Task list:
(a) In the post about adapting Virtaal for Pali translation, at what level does the html2po tool segment text?
(b) Continue the post about adapting Virtaal for Pali translation, picking up after its last line.
─── Source document
Here i’m going to describe for @blake and other interested parties (@Jhanarato @vimala) my ideas for how we can hack Virtaal to become an awesome Pali translation tool.
##Virtaal
Virtaal is a Computer Assisted Translation (CAT) app, which is free, open source, and written in Python: all good things. I’ve had a look around the available CATs and this seems to be the best for us, but of course other suggestions are welcome. The project is alive, but not very active.
Some of the things below will be easily possible, some not. Many of them are at least partially supported by extant Virtaal (translate-toolkit) extensions.
http://translate-toolkit.readthedocs.org/en/latest/commands/
Note that I am not at all interested in machine translation at this time. The purpose of Virtaal is to make human translation easier, faster, and more accurate.
##What I want
-
Segment control: Virtaal uses the PO standard for segmenting and marking up text. We need to make it segment on sentences by default, with the ability to adjust segmenting for individual cases. There doesn’t seem to be an HTML –> PO tool that gives detailed segment control. html2po segments on block level. So one solution is just to add bunches of divs to the text before segmenting. (or better to use some block level element that doesn’t exist in the texts to avoid problems.
──────
─── Data records
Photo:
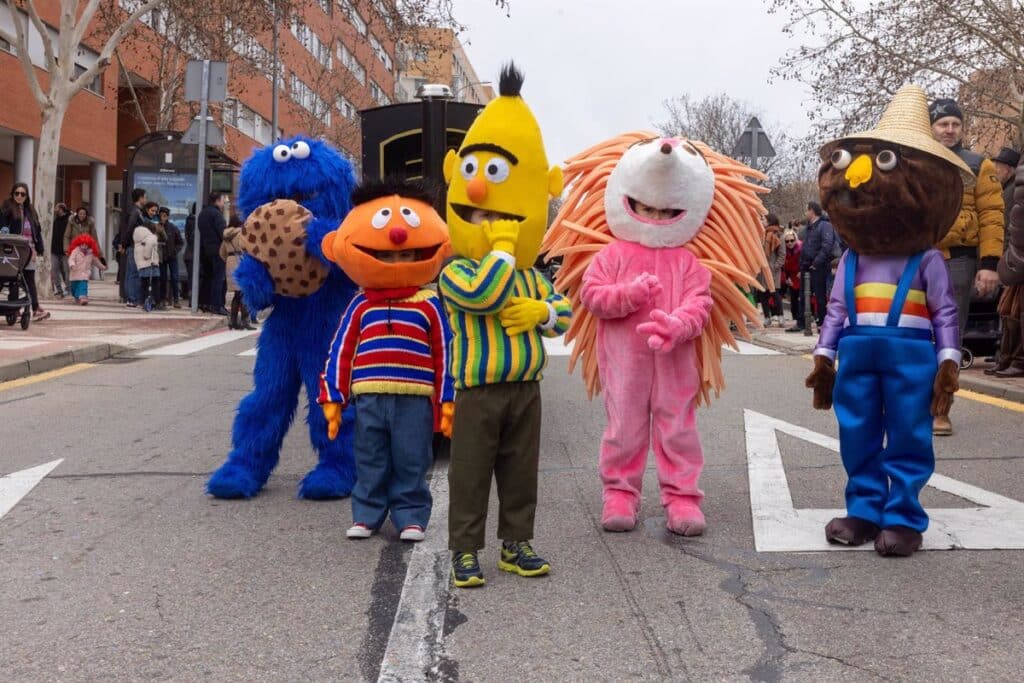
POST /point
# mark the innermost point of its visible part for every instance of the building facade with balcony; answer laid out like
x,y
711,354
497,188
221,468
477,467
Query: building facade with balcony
x,y
336,57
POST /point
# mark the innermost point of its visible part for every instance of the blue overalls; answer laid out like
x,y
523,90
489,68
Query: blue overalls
x,y
883,402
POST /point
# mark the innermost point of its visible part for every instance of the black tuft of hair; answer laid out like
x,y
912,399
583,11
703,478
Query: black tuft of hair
x,y
374,188
510,84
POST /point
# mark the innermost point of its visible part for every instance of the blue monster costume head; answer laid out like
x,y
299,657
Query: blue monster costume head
x,y
307,170
295,338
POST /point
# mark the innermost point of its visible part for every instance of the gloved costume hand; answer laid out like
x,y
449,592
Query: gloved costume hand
x,y
332,413
946,384
665,331
822,380
448,419
522,314
503,235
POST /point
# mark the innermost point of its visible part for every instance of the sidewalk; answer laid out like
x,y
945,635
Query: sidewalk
x,y
101,330
973,379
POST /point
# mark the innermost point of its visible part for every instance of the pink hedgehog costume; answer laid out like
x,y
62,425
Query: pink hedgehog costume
x,y
653,298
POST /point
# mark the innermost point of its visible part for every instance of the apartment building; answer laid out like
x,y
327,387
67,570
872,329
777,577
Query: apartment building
x,y
336,57
436,55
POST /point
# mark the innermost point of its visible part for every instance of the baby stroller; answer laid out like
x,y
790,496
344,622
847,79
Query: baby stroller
x,y
982,335
15,253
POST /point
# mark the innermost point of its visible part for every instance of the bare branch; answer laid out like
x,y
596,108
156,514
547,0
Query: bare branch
x,y
24,57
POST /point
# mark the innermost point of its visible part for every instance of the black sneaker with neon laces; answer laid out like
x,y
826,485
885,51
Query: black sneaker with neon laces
x,y
466,570
518,557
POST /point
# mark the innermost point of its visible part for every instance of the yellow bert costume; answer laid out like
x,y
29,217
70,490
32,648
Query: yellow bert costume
x,y
500,307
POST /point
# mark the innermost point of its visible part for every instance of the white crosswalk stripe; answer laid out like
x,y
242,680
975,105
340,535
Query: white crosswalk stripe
x,y
201,343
──────
Written answers:
(a) Block level.

(b)
<pre>
works fine.) Actually, I just came across this, which seems to be what we want:
posegment — Translate Toolkit 3.8.0 documentation -
Match strings: Probably the most important feature of a CAT is the ability to match strings and propagate changes. Virtaal already does this natively, even doing sweet fuzzy matching of Pali! But it needs to ignore inline HTML when doing matching. See
html2po, po2html — Translate Toolkit 3.8.0 documentation -
Import/export: We need to get text into Virtaal and then out of it. So we should be able to simply load the SC Pali text—which is more or less what it does already—and then export the translated text using exactly parallel markup. Of curse, things like variant readings and so on should not be exported, just the text markup. Ideally we could simply press “Export to SC” and have it produce a set of files that can be directly uploaded. Note that this doesn’t have to be ready until the end of the project. See:
pomerge — Translate Toolkit 3.8.0 documentation
http://opensource.bureau-cornavin.com/html2pot-po2html/index.html -
Show/Hide HTML: Virtaal displays HTML by default, which is not ideal. It would be nicer to have it hide things like variant readings and so on, but display them when needed.
html2po — Translate Toolkit 1.12.0 documentation -
Pali lookup: Get a Pali dictionary lookup tool integrated with Virtaal.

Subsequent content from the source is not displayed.